■ Location annotation dataset excerpts ■
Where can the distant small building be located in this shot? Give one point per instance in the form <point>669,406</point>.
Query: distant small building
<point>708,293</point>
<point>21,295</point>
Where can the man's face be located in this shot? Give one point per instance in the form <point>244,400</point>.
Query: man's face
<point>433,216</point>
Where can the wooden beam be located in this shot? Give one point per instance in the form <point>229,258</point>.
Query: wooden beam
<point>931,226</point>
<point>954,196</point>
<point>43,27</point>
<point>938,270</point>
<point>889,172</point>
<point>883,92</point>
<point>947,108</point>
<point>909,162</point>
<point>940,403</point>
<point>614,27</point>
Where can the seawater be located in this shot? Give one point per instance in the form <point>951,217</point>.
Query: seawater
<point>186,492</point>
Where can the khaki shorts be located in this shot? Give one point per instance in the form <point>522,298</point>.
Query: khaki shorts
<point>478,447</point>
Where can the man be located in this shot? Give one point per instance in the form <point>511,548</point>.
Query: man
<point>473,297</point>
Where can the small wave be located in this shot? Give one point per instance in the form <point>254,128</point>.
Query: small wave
...
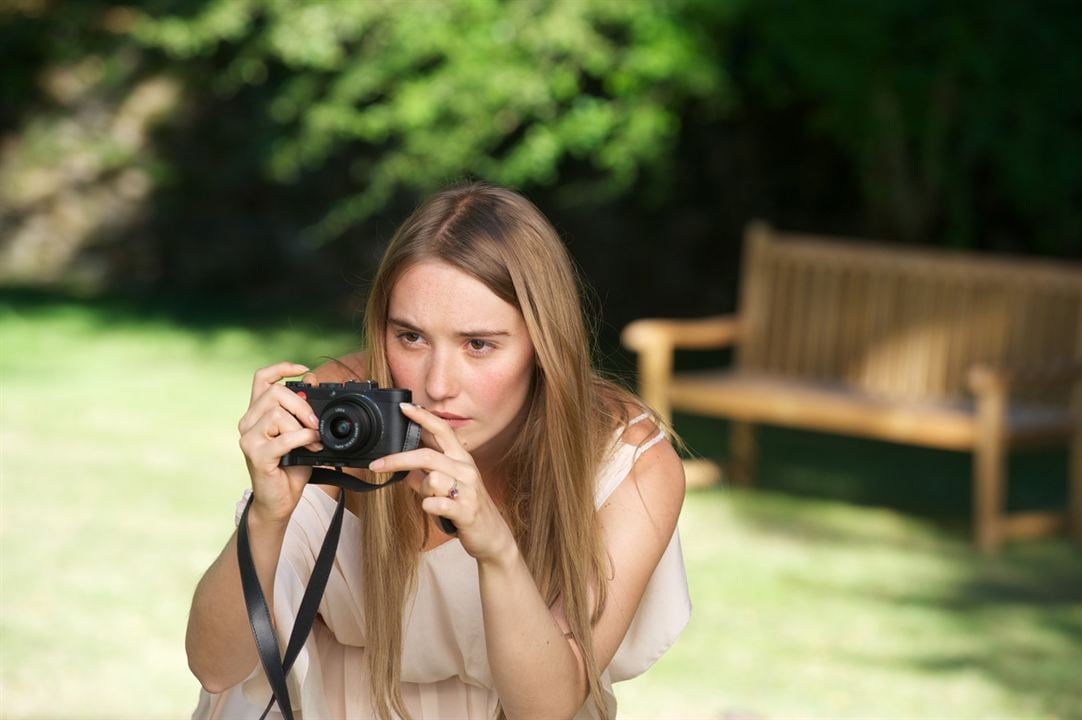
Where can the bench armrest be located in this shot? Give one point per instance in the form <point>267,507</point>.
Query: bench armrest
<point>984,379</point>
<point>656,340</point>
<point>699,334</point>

■ Instructions to follow ■
Find each line in the listing above that contains the string "beam", and copy those lines out in full.

■ Answer for the task ■
Where can the wooden beam be located in this shot? Give one point per instance in the form <point>229,258</point>.
Query: wooden beam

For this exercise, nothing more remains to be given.